### [TEXT SEGMENT]
## begin

My good friend Graeme Penman, for sure. He’s a master of creating unique worlds, fascinating characters, and he understands writing on an otherworldly level. Collaborating with him would require dragging him into contact with another human more than twice a week, however, which he and his award-winning beard are known to despise.

What’s the most (and/or least) helpful piece of writing advice you’ve ever received?

Write every day. Look, I know it works for some people, and I’m fully capable of writing every day, but I hate the pressure of it. If I approach writing with the mindset of “I have to write today” it becomes a chore. I’d rather think “I get to write today,” which makes it a hell of a lot more fun. And I find that if you’re having fun writing it, the readers are probably having fun reading it.

That’s such a great outlook! *makes notes*

If you could visit any country at any point in history, where/when would you go, and why?

## end

### [STATED PROBLEM 1]
Could you retype the listing from its start through the line containing "[341,279,374,325]", both included, and leave the picture out?

### [RAW DATA]
## begin

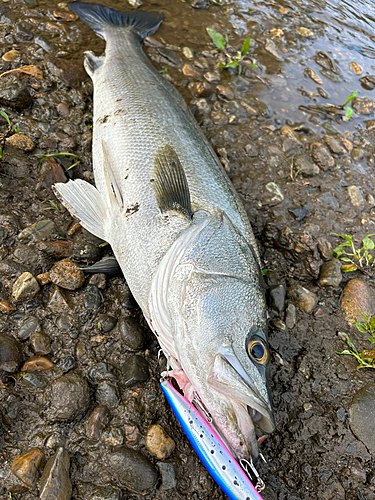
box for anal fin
[154,144,192,218]
[52,179,107,240]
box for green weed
[331,233,375,272]
[342,90,358,122]
[206,28,258,74]
[336,311,375,369]
[36,153,81,170]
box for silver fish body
[55,2,274,458]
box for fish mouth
[207,346,275,461]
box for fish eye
[247,339,268,365]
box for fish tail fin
[52,179,108,241]
[69,2,164,39]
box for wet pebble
[56,102,70,116]
[39,447,72,500]
[352,97,375,115]
[22,372,48,388]
[17,316,40,340]
[285,304,297,328]
[21,356,53,372]
[95,381,119,408]
[48,286,73,313]
[96,314,117,333]
[85,285,102,310]
[86,405,109,439]
[216,85,234,101]
[348,186,365,207]
[38,240,73,259]
[318,259,342,287]
[88,361,115,384]
[73,242,102,264]
[145,424,176,460]
[0,75,33,110]
[156,462,177,491]
[12,448,44,488]
[102,427,124,446]
[264,38,283,61]
[118,317,146,351]
[359,75,375,90]
[0,333,23,375]
[341,279,374,325]
[18,219,55,243]
[89,486,121,500]
[108,446,158,493]
[269,285,285,312]
[288,284,318,314]
[30,332,51,354]
[182,63,202,80]
[49,259,85,290]
[6,134,35,153]
[311,142,335,171]
[323,135,346,154]
[12,272,40,302]
[349,383,375,455]
[203,71,221,83]
[188,82,212,97]
[44,372,90,422]
[293,154,320,177]
[122,354,150,387]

## end

### [STATED PROBLEM 2]
Can you echo the interview passage about writing back word for word?

### [TASK ANSWER 1]
box for anal fin
[154,144,192,218]
[52,179,107,240]
box for green weed
[331,233,375,272]
[342,90,358,122]
[206,28,258,74]
[336,311,375,369]
[36,153,81,170]
box for silver fish body
[55,2,274,458]
box for fish mouth
[207,346,275,461]
box for fish eye
[247,339,268,365]
box for fish tail fin
[52,179,108,241]
[69,2,164,39]
box for wet pebble
[56,102,70,116]
[39,447,72,500]
[352,97,375,115]
[22,372,48,388]
[17,316,40,340]
[285,304,297,328]
[21,356,53,372]
[95,381,119,408]
[48,286,73,313]
[96,314,117,333]
[85,285,102,310]
[86,405,109,439]
[216,85,234,101]
[348,186,365,207]
[38,240,73,259]
[318,259,342,287]
[88,361,115,384]
[73,242,102,264]
[145,424,176,460]
[0,75,33,110]
[156,462,177,491]
[12,448,44,488]
[102,427,124,446]
[264,38,283,61]
[118,317,146,351]
[359,75,375,90]
[0,333,23,375]
[341,279,374,325]

### [TASK ANSWER 2]
My good friend Graeme Penman, for sure. He’s a master of creating unique worlds, fascinating characters, and he understands writing on an otherworldly level. Collaborating with him would require dragging him into contact with another human more than twice a week, however, which he and his award-winning beard are known to despise.

What’s the most (and/or least) helpful piece of writing advice you’ve ever received?

Write every day. Look, I know it works for some people, and I’m fully capable of writing every day, but I hate the pressure of it. If I approach writing with the mindset of “I have to write today” it becomes a chore. I’d rather think “I get to write today,” which makes it a hell of a lot more fun. And I find that if you’re having fun writing it, the readers are probably having fun reading it.

That’s such a great outlook! *makes notes*

If you could visit any country at any point in history, where/when would you go, and why?